Goal: Please reproduce the data from the line with "output [[1012, 530]]." to the line with "[[857, 471]]", substituting "gray" for every "white" and keeping everything else the same. Return only those lines.

Raw records
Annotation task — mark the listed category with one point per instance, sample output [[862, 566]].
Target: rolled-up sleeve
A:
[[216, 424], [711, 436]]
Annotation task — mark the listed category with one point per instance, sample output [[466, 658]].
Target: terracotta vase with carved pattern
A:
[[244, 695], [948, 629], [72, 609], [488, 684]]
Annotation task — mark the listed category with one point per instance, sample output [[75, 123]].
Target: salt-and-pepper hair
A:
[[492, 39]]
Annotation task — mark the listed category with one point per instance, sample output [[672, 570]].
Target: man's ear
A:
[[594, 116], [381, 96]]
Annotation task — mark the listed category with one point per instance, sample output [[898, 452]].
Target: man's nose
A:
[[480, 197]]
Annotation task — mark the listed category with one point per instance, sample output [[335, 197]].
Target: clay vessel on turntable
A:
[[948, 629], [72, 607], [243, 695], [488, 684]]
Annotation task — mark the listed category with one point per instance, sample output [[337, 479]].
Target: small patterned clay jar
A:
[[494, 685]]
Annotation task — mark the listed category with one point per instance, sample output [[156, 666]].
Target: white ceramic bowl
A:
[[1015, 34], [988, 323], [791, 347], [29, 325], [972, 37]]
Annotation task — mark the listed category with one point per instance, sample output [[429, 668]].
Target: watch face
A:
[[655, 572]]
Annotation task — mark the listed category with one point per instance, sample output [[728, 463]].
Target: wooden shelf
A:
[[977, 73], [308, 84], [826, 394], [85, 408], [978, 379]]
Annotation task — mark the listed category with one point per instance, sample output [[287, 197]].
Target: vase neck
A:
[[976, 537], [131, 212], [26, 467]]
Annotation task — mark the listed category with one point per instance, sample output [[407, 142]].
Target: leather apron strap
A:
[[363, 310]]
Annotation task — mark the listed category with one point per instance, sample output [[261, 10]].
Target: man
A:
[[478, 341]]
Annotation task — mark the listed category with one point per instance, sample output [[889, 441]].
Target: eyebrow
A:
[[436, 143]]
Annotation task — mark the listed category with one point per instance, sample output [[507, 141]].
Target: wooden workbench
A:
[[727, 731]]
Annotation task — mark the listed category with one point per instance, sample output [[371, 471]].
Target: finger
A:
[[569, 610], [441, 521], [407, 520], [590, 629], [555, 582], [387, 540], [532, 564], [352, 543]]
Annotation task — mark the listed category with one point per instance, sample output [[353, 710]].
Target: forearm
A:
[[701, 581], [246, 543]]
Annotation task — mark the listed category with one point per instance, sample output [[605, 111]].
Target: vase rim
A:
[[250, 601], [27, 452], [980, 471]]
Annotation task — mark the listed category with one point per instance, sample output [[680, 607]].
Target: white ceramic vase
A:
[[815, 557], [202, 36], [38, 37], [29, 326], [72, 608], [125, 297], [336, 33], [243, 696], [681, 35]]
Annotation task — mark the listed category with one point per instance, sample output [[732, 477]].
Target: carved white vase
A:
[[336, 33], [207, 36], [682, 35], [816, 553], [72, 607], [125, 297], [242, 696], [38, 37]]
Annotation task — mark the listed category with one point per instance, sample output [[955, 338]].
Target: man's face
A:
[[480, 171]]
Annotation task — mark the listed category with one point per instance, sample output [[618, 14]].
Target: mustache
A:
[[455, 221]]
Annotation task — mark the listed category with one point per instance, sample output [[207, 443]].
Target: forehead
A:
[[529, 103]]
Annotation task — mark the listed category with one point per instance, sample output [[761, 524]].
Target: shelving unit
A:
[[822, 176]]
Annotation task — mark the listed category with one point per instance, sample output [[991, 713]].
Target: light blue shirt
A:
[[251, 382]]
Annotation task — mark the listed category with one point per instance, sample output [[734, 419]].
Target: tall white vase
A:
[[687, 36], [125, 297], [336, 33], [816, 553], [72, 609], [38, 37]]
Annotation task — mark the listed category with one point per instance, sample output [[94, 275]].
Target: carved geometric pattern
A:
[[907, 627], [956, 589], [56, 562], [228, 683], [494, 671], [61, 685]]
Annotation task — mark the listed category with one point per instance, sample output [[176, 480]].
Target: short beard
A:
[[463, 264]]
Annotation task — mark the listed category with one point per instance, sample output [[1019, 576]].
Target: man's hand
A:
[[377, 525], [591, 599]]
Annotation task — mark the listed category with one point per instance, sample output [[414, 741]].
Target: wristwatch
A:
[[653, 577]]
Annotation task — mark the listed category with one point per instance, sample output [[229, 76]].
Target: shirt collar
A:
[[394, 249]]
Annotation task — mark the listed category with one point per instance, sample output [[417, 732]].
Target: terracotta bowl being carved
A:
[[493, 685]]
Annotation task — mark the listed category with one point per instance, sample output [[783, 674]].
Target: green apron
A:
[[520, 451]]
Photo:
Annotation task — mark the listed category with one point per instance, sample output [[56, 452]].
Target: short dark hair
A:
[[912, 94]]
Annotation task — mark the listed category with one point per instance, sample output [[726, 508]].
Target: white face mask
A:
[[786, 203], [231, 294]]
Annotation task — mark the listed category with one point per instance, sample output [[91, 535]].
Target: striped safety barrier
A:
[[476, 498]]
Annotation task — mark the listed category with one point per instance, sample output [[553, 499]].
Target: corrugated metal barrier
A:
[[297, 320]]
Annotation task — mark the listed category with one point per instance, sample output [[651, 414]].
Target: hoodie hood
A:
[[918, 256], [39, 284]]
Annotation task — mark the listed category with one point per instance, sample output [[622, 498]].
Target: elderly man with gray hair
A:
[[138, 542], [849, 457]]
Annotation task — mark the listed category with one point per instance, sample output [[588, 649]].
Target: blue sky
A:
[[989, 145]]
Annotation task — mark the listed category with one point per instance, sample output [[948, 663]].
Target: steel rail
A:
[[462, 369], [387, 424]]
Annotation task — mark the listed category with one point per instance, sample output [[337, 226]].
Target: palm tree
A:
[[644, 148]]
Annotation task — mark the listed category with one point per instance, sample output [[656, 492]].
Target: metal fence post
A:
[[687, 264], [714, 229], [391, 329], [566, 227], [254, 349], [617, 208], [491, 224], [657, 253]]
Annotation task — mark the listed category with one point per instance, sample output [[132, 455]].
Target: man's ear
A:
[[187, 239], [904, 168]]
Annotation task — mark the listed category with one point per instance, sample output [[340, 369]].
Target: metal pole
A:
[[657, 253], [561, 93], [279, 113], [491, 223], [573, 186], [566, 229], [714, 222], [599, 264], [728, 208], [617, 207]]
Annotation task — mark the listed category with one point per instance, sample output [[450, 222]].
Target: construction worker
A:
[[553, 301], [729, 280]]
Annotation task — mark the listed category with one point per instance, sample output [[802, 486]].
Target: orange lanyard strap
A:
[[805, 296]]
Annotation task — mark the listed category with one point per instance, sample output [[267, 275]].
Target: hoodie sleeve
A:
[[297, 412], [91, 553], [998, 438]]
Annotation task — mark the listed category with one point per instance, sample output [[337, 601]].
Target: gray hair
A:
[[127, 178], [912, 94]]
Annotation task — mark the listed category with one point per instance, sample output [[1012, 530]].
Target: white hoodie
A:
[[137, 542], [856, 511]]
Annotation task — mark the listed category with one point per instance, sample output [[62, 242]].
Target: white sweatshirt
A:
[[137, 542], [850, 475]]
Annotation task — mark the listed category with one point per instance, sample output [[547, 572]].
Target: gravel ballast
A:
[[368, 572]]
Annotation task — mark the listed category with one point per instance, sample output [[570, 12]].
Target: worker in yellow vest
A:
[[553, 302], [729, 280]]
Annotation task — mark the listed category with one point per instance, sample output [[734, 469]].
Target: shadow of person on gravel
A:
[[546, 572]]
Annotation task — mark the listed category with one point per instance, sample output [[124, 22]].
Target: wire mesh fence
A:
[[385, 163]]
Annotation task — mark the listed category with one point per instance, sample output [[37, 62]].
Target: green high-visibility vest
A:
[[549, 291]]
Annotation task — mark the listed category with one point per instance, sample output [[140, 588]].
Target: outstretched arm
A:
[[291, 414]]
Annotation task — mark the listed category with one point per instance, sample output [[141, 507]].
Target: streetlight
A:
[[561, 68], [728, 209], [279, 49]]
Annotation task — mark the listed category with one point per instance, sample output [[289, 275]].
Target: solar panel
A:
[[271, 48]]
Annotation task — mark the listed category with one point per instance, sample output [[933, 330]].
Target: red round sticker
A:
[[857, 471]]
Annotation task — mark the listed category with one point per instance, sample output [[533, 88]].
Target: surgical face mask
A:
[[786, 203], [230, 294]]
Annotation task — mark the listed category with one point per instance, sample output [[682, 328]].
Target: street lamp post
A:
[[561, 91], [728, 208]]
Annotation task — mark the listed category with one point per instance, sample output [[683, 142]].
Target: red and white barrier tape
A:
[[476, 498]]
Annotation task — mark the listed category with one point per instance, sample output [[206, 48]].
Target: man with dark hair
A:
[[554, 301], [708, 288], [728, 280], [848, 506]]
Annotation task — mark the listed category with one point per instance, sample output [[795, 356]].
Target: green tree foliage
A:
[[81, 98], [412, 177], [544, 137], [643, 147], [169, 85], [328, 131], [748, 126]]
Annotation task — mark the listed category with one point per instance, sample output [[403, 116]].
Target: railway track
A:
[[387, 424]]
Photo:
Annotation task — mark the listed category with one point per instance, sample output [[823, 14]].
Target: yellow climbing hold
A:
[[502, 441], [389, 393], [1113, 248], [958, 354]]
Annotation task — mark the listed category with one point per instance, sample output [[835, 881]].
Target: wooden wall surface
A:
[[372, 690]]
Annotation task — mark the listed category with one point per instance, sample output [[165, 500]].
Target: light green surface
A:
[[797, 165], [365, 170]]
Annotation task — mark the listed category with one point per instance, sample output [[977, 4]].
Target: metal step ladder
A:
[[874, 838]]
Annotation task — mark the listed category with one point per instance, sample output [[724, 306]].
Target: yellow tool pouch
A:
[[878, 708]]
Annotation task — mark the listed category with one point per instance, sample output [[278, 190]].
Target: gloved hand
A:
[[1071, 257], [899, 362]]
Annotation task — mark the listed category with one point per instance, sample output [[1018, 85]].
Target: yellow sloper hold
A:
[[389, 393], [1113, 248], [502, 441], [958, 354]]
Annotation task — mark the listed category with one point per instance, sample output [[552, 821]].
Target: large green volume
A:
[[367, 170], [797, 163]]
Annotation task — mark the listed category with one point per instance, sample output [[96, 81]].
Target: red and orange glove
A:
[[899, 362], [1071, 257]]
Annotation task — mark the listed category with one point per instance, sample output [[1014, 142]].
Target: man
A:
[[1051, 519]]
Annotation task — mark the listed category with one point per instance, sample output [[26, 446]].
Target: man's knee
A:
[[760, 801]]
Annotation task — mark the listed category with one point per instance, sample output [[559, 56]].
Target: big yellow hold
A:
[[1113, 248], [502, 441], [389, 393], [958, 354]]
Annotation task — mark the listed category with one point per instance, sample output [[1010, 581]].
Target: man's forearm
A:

Exercise response:
Annotation task — mark the listed category with one point per instance, sample output [[1012, 530]].
Target: gray hoodie
A:
[[137, 542], [856, 511]]
Annotation task — mark the listed category with one point per instance, sample output [[62, 242]].
Target: gray sweatshirt
A:
[[137, 542], [850, 475]]
Annotation task — mark the listed category with one point per instance, sample output [[547, 572]].
Target: gravel ballast
A:
[[368, 572]]
Annotation task — mark the listed category with one point per instance, sample output [[570, 12]].
Target: worker in yellow vest
A:
[[553, 302], [729, 280]]
Annotation task — mark the listed category with one point per instance, sample output [[734, 469]].
Target: shadow of person on gravel
A:
[[546, 572]]
Annotation task — mark the listed category with one point per instance, sample output [[124, 22]].
Target: wire mesh fence
A:
[[385, 163]]
Annotation task — mark the listed category with one point per instance, sample output [[37, 62]].
Target: green high-visibility vest
A:
[[549, 291]]
Annotation task — mark the listed category with one point per instance, sample output [[140, 588]].
Target: outstretched arm
A:
[[291, 414]]
Annotation task — mark the listed category with one point per instance, sample output [[141, 507]].
Target: streetlight
A:
[[561, 68], [728, 209], [279, 49]]
Annotation task — mark the listed category with one point per instance, sample output [[289, 275]].
Target: solar panel
A:
[[271, 48]]
Annotation task — mark the listed category with one point per instance, sample output [[933, 330]].
Target: red round sticker
A:
[[857, 471]]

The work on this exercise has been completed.